Page text
* Start *
Skip to content

Offset Metadata Storage

Offset Metadata Storage is a feature within the Karafka framework allowing the addition of metadata to offsets. At its core, Offset Metadata Storage enables developers to attach custom metadata to message offsets when they are committed to the Kafka broker. This metadata, essentially a form of annotation or additional data, can then be retrieved and used for many purposes, enhancing message processing systems' capability, traceability, and intelligence.

In traditional Kafka consumption, a message's offset indicates its position within a partition. While this is crucial for ensuring messages are processed in order, and no message is missed or duplicated, the standard offset mechanism doesn't provide context or additional information about the processing state or the nature of the message. Offset Metadata Storage fills this gap by allowing developers to store custom, context-rich data alongside these offsets.

This feature can be compelling in complex processing scenarios where understanding the state or history of a message's processing is crucial. For instance, in a distributed system where messages undergo multiple stages of processing, Offset Metadata Storage can be used to attach processing stage information, timestamps, or identifiers of the services that have already processed the message. This additional layer of information opens up new possibilities for monitoring, debugging, and orchestrating complex message flows.

Enabling Offset Metadata Storage

This feature is always enabled, ensuring you can leverage Offset Metadata Storage's benefits without additional setup. However, the behavior of Offset Metadata Storage can be fine-tuned using specific settings that control its caching and deserialization behavior. You can alter this feature behavior in the routing, similar to other features:

class KarafkaApp < Karafka::App
  setup do |config|
    # ...
  end

  routes.draw do
    topic :orders_states do
      consumer OrdersStatesConsumer
      offset_metadata(
        deserializer: JsonOffsetMetadataDeserializer.new
      )
    end
  end
end

If you plan to use same offset metadata deserializer throughout the whole system, we recommend using the #defaults API:

class KarafkaApp < Karafka::App
  setup do |config|
    # ...
  end

  routes.draw do
    defaults do
      offset_metadata(
        deserializer: JsonOffsetMetadataDeserializer.new
      )
    end

    topic :orders_states do
      consumer OrdersStatesConsumer
    end

    topic :users_actions do
      consumer UsersActionsConsumer
    end
  end
end

The following configuration options are available for #offset_metadata:

Option Type Default Description
cache Boolean true Determines whether the metadata should be cached until a rebalance occurs. When set to true, the metadata will be cached, reducing the need to fetch or compute it until the consumer group rebalances repeatedly.
deserializer Object (Proc, Lambda, or any object responding to #call) String deserializer Specifies the deserializer that will process the raw metadata data. This deserializer should be an object that responds to the #call method. It receives the raw metadata and is responsible for returning the deserialized metadata. This setting is crucial when interpreting or processing the offset metadata in a specific format or structure.
* End *
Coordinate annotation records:
* Start *
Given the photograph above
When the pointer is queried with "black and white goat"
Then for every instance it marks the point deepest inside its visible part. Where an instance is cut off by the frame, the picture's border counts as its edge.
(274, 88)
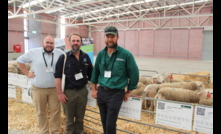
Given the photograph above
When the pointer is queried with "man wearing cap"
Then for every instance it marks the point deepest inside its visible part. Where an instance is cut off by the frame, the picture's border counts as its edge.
(115, 69)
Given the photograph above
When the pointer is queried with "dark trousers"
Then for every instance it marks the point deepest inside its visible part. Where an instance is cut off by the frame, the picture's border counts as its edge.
(75, 109)
(109, 103)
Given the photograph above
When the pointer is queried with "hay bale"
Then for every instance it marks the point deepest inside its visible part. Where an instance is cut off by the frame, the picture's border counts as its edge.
(18, 93)
(14, 68)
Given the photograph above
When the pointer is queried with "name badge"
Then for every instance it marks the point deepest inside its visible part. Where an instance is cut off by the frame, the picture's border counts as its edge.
(49, 69)
(107, 74)
(78, 76)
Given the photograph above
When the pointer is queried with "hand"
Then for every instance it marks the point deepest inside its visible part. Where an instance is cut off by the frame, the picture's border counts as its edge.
(126, 96)
(62, 98)
(94, 93)
(31, 75)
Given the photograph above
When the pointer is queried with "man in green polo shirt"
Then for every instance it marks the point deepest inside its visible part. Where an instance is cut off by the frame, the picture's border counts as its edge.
(114, 70)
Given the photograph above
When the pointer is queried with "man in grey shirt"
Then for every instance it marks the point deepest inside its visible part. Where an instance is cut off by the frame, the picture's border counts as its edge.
(41, 76)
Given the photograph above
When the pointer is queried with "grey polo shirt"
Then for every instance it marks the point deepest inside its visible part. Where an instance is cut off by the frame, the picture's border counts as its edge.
(35, 57)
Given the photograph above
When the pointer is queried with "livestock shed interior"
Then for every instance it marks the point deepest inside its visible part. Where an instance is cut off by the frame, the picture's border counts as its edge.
(174, 36)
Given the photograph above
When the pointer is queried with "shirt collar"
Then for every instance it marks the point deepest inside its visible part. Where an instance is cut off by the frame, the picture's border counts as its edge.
(117, 48)
(81, 53)
(43, 51)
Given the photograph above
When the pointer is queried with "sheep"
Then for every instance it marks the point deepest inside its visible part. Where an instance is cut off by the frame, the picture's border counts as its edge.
(206, 97)
(151, 90)
(193, 85)
(139, 90)
(168, 78)
(177, 94)
(157, 79)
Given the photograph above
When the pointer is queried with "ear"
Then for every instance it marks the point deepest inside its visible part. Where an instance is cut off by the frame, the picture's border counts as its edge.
(154, 80)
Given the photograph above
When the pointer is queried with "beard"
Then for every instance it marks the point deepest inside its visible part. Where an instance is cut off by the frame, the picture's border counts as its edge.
(114, 45)
(75, 49)
(48, 51)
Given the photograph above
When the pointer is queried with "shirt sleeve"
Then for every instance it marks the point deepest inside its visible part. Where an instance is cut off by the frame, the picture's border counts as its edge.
(96, 71)
(133, 72)
(25, 58)
(59, 67)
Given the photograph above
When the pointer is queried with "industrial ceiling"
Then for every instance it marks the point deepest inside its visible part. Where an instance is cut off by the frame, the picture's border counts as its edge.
(90, 12)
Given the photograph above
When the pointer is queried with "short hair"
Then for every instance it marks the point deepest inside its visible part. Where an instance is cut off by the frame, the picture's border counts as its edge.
(76, 35)
(47, 36)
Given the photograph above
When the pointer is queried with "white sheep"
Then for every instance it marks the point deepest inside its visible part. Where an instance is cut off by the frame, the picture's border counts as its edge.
(193, 85)
(155, 79)
(168, 78)
(206, 97)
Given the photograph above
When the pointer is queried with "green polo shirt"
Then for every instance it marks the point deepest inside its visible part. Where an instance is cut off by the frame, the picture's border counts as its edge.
(123, 67)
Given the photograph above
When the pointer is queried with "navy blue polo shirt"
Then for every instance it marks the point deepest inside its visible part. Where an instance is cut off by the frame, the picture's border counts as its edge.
(74, 66)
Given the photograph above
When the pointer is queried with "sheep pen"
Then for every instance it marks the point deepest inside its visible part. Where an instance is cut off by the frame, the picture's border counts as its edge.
(22, 116)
* End *
Short task 1
Sum up the Offset Metadata Storage page in two sentences.
Short task 2
Resume the Offset Metadata Storage page right after its last line and keep writing it.

Reply 1
Offset Metadata Storage is an always-enabled Karafka feature that lets developers attach custom metadata to message offsets when they are committed to the Kafka broker, adding context that the standard offset mechanism doesn't provide. Its caching and deserialization behavior can be adjusted in the routing, either per topic or through the #defaults API, using the cache and deserializer options.

Reply 2
Working with Offsets Metadata

Writing Offset Metadata Alongside Marking

Writing offset metadata is a straightforward process that can be achieved by passing a second string type argument to the #mark_as_consumed or #mark_as_consumed! method. This string can represent serialized data (like JSON) that contains the metadata you want to store or any other plain-text-based information:

For instance, you can store the process identifier and processing details as part of its metadata like this:

def consume
  messages.each do |message|
    EventsStore.call(message)
    @aggregator.mark(message)

    mark_as_consumed(
      message,
      # Make sure that this argument is a string and in case of a JSON, do not
      # forget to define a custom deserializer
      {
        process_id: Process.uid,
        aggregated_state: @aggregator.to_h, 
      }.to_json
    )
  end
end

In this example, #mark_as_consumed! marks a message as consumed and simultaneously stores its offset within the metadata. In this case, the metadata is a JSON string representing a hash with details that can be later used in a process that would receive this partition after the reassignment.

Storing Offset Metadata for the Upcoming Marking

Automatic flows in Karafka refer to scenarios where offset marking is not explicitly invoked by the user but is handled internally by the system. This could be the case when automatic offset management is enabled or when certain features like the Dead Letter Queue (DLQ) are enabled. The system may implicitly use marking methods like #mark_as_consumed or #mark_as_consumed! without direct user intervention.

The main challenge in automatic flows is ensuring that the relevant offset metadata is correctly associated with the message being processed, even though the user does not explicitly invoke the marking method. This is crucial for maintaining a coherent state and enabling more intelligent processing.

To address this challenge, Karafka provides the #store_offset_metadata method. This method allows you to store offset metadata in advance, ensuring that it will be used with the following marking, regardless of whether the marking is triggered by user-based actions or by automatic internal processes.

def consume
  messages.each do |message|
    EventsStore.call(message)
    @aggregator.mark(message)
  end

  # Store offset metadata alongside the next automatic marking as consumed
  store_offset_metadata(
    {
      process_id: Process.uid,
      aggregated_state: @aggregator.to_h, 
    }.to_json
  )
end

Automatic Application of Stored Offset Metadata

Please be aware that the Karafka system will apply the stored offset metadata to the next message offset marked as consumed, regardless of whether the marking is manual or automatic, including automatic dispatches to the Dead Letter Queue (DLQ). This behavior might lead to unexpected metadata associations with messages, particularly in high-throughput or automated processing scenarios. It is highly recommended to thoroughly test and fully understand the implications of storing offset metadata in your specific use case, ensuring its application aligns with your message processing logic and does not disrupt the intended flow.

Reading Offset Metadata

To retrieve the offset metadata, you can use the #offset_metadata method within your consumer. This method fetches the offset metadata and deserializes it using the configured deserializer.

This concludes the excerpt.